Opdrachten:
**A.** Noem alle personen die in de tekst over het seminar bij naam genoemd worden.
**B.** Kopieer alsjeblieft uit de tekst over het seminar alles vanaf "Zoals ik AS" tot en met "attitude of experimentation.".
**C.** Vat in de tekst over het seminar de alinea die begint met "Zoals ik AS Munandar vertelde" samen in een korte opsomming met de belangrijkste feiten.

Tekstfragment:
Zoals ik AS Munandar vertelde houd ik ervan om deel te nemen aan kleine seminars zoals deze. Het voordeel is dat ik er altijd nieuwe kennissen bijkrijg. Zo heb ik deze keer kennis gemaakt met een Indonesische vrouw van Chinese afkomst, dr. Maya Suteja-Liem, een vertaalster voor de Indonesisch-Nederlands letteren. En haar man Suteja Liem.





De stelling van professor Frank Furedi was:


“As Kant said, dare to know instead of fearing the unknown”. Society should embrace it and encourage the attitude of experimentation.


En dan de stelling van Marjolijn Februari,


“Don’t be afraid to be afraid, says John Lennon; fear is the essence of citizenship and the beginning of courage – what we should fight is not so much fear, but cowardice.

Aangeleverde records:
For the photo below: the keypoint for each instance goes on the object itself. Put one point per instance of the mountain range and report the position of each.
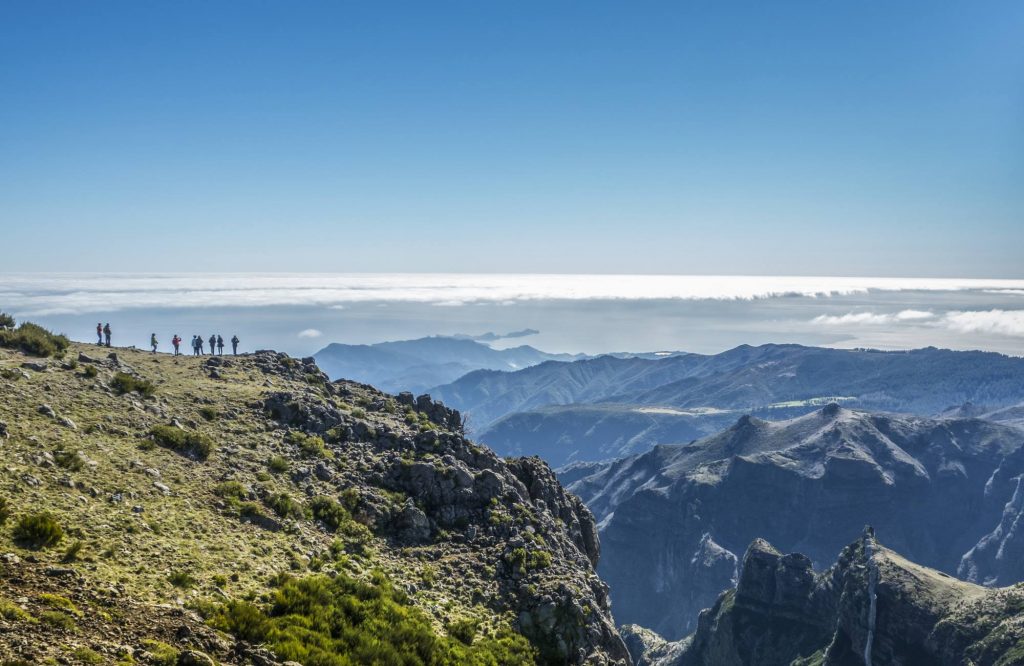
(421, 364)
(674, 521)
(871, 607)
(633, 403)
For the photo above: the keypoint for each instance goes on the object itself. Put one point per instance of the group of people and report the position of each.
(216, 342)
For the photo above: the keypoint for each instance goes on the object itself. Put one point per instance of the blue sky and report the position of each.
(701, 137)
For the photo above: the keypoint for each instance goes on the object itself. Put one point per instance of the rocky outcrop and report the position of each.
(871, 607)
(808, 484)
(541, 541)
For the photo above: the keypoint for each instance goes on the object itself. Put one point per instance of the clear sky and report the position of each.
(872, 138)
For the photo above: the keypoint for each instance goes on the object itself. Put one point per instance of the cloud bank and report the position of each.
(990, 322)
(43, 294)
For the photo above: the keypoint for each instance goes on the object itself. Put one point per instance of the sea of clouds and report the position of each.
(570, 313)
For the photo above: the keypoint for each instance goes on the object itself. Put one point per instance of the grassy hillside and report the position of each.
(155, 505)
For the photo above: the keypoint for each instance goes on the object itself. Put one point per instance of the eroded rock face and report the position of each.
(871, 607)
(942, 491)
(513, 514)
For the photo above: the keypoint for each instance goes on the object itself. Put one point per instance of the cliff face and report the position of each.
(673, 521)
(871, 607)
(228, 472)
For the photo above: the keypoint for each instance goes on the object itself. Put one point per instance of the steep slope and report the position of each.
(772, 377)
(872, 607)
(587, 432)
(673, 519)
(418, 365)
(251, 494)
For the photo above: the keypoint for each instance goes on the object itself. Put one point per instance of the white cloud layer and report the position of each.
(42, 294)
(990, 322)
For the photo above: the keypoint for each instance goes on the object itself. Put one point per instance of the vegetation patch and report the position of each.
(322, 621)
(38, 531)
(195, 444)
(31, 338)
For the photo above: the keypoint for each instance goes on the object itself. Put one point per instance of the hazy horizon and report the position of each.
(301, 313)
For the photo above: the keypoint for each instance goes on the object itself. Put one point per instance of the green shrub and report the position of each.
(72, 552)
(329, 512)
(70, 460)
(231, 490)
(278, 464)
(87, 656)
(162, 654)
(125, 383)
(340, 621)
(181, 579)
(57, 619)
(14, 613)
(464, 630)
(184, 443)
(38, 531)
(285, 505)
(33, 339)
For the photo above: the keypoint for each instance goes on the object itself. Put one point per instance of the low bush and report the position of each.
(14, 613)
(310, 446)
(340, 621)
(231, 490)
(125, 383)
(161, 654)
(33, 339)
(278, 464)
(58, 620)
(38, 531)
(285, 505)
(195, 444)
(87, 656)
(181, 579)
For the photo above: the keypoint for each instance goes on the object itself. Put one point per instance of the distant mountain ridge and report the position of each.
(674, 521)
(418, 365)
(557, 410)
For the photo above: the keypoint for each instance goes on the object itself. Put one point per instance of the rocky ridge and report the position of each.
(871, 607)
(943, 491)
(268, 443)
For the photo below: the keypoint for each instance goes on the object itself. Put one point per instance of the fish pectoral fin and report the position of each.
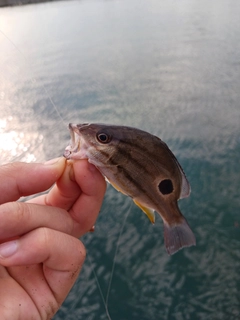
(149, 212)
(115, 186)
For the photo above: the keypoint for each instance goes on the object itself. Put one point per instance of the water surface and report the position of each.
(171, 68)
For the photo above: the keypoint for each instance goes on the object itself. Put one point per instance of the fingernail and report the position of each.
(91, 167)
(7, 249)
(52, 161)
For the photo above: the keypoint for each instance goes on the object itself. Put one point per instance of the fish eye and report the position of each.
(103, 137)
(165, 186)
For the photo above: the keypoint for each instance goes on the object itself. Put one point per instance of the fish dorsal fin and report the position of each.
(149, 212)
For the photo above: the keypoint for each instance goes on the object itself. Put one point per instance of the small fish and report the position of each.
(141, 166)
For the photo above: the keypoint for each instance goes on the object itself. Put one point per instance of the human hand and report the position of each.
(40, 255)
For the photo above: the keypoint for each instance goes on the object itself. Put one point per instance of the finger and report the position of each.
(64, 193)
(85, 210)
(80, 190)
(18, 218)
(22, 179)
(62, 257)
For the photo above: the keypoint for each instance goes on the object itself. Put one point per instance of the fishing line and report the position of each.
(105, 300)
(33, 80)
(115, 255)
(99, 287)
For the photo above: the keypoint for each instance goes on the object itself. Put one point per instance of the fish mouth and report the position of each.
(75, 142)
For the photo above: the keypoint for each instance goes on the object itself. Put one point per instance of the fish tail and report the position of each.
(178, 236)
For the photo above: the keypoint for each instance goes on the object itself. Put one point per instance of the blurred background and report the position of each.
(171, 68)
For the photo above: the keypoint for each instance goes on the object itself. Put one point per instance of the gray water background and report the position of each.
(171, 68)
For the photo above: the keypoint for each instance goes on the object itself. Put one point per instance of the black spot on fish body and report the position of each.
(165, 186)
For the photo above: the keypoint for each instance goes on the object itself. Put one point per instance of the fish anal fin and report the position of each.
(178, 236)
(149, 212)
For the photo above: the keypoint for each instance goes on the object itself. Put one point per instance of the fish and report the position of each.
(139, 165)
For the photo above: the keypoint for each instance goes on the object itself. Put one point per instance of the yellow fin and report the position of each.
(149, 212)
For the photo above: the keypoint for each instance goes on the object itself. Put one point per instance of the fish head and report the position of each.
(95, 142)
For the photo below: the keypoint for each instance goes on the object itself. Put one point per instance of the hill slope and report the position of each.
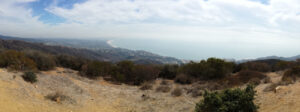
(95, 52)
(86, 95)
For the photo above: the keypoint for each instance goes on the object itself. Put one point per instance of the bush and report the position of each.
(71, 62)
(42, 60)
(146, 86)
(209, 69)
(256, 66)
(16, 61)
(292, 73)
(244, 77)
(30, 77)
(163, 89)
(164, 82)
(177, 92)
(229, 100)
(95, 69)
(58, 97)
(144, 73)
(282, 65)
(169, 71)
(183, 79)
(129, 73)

* * *

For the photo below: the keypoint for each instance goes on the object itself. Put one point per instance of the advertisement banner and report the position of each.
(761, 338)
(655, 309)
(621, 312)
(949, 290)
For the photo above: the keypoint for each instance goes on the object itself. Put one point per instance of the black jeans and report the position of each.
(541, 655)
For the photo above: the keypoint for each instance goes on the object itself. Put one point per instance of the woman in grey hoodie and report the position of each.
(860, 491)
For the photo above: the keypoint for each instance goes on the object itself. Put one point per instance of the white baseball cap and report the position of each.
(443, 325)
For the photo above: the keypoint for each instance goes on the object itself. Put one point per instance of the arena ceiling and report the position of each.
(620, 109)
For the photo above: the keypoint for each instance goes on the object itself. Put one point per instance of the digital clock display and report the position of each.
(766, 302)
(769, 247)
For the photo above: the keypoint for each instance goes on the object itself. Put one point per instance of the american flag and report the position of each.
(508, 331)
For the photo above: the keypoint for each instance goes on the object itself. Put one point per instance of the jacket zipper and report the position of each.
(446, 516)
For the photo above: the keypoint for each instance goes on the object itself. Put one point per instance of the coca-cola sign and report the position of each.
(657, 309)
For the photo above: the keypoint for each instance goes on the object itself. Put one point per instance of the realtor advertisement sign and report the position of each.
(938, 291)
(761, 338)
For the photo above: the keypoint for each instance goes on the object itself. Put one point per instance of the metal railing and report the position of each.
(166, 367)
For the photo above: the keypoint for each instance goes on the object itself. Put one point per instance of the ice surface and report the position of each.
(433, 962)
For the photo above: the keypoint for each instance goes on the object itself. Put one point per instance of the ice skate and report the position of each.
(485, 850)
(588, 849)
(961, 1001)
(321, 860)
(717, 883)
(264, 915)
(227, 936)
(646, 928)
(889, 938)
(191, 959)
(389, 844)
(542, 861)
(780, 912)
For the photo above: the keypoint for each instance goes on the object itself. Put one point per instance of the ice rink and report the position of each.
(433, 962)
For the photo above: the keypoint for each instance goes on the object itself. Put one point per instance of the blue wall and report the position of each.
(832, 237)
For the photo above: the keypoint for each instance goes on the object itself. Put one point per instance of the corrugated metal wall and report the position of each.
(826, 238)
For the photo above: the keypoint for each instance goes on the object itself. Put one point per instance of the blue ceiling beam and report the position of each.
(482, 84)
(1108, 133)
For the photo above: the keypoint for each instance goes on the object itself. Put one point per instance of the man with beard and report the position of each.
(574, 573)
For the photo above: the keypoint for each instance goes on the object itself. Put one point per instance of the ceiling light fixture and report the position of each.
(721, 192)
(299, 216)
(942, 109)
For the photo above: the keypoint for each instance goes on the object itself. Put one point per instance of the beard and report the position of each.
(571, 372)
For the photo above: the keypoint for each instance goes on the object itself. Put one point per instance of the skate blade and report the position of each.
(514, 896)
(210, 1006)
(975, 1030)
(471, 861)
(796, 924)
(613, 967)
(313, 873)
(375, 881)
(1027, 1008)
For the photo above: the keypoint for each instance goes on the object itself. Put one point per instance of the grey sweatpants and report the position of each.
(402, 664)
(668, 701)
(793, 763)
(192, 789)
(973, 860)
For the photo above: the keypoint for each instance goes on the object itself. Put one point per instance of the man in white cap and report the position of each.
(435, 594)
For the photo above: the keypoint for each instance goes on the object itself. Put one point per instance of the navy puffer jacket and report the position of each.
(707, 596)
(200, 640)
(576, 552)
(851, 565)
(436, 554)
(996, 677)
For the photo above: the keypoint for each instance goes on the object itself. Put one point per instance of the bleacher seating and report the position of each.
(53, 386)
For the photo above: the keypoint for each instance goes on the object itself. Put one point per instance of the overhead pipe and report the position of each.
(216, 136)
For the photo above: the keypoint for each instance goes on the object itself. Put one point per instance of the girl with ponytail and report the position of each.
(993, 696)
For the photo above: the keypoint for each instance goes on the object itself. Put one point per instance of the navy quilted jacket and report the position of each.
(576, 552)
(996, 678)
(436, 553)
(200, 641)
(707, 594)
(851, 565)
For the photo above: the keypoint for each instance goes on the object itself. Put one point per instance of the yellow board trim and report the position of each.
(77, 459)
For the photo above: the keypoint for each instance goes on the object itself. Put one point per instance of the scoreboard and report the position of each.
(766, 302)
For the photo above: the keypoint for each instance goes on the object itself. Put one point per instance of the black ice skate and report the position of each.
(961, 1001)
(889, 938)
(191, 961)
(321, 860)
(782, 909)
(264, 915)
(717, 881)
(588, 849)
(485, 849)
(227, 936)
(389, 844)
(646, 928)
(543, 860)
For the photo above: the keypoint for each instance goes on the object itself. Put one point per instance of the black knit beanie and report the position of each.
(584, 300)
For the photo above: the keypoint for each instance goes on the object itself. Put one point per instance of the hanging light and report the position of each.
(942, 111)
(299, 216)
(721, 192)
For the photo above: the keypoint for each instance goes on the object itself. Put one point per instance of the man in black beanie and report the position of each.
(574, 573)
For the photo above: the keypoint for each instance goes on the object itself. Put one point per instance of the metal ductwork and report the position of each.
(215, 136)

---

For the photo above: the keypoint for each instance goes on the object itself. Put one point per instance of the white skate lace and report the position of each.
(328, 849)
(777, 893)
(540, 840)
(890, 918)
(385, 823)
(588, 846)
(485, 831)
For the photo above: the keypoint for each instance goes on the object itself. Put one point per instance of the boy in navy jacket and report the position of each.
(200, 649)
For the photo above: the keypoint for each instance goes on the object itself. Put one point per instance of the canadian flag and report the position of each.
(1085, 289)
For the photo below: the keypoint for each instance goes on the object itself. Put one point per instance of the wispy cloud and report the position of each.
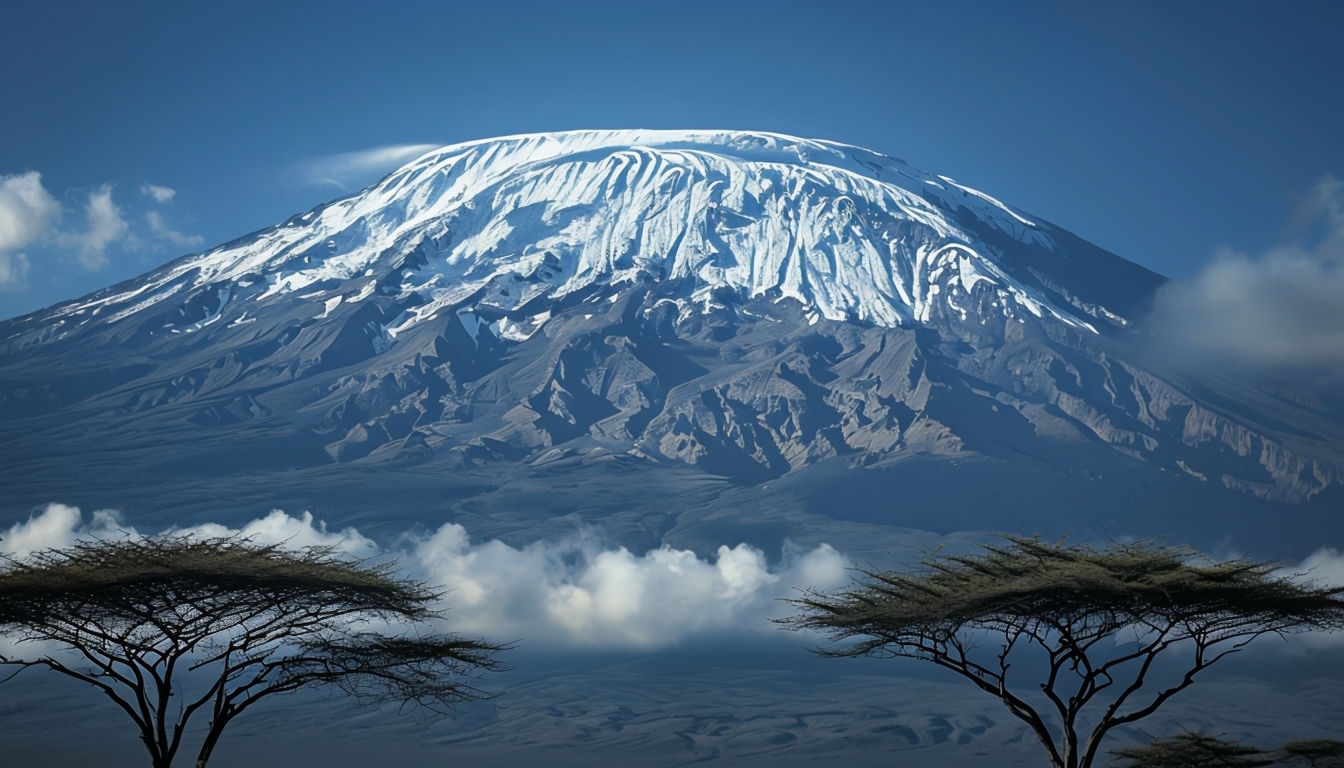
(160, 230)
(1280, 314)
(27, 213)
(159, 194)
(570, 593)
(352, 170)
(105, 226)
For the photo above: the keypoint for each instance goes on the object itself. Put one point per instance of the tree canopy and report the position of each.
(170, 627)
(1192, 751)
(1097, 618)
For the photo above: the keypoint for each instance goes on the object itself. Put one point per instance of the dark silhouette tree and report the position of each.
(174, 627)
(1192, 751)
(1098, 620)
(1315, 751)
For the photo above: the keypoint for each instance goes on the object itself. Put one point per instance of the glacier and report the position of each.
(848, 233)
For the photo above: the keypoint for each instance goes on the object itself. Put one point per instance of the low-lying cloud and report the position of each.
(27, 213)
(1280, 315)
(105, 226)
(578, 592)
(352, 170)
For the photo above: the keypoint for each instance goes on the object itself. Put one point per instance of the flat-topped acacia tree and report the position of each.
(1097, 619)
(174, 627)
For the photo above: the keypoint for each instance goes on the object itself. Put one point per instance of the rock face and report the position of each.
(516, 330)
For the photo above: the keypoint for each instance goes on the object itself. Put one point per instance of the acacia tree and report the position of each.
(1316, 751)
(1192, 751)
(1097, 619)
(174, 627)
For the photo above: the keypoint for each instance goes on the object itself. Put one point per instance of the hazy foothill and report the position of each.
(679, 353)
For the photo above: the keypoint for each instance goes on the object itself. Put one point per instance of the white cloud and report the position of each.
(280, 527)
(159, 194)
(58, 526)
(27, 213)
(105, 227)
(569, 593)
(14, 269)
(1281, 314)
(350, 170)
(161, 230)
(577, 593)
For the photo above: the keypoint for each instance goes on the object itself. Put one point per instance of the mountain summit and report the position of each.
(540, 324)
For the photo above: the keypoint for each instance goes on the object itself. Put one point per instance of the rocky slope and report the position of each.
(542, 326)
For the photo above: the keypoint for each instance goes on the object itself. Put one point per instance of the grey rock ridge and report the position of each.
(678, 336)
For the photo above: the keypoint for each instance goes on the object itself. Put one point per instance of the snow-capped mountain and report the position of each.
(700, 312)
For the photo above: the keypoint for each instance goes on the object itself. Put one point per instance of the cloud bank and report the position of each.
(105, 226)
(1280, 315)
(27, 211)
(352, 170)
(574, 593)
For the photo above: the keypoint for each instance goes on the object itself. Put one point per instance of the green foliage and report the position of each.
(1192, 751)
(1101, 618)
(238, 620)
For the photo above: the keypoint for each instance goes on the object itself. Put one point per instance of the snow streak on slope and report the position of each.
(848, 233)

Antwoorden per opdracht:
**A.** AS Munandar, dr. Maya Suteja-Liem, Suteja Liem, Frank Furedi, Kant, Marjolijn Februari, John Lennon

**B.**
Zoals ik AS Munandar vertelde houd ik ervan om deel te nemen aan kleine seminars zoals deze. Het voordeel is dat ik er altijd nieuwe kennissen bijkrijg. Zo heb ik deze keer kennis gemaakt met een Indonesische vrouw van Chinese afkomst, dr. Maya Suteja-Liem, een vertaalster voor de Indonesisch-Nederlands letteren. En haar man Suteja Liem.





De stelling van professor Frank Furedi was:


“As Kant said, dare to know instead of fearing the unknown”. Society should embrace it and encourage the attitude of experimentation.

**C.**
- Neemt graag deel aan kleine seminars zoals deze, zoals aan AS Munandar verteld.
- Voordeel: er komen altijd nieuwe kennissen bij.
- Deze keer kennisgemaakt met dr. Maya Suteja-Liem, een Indonesische vrouw van Chinese afkomst en vertaalster voor de Indonesisch-Nederlandse letteren.
- Ook kennisgemaakt met haar man, Suteja Liem.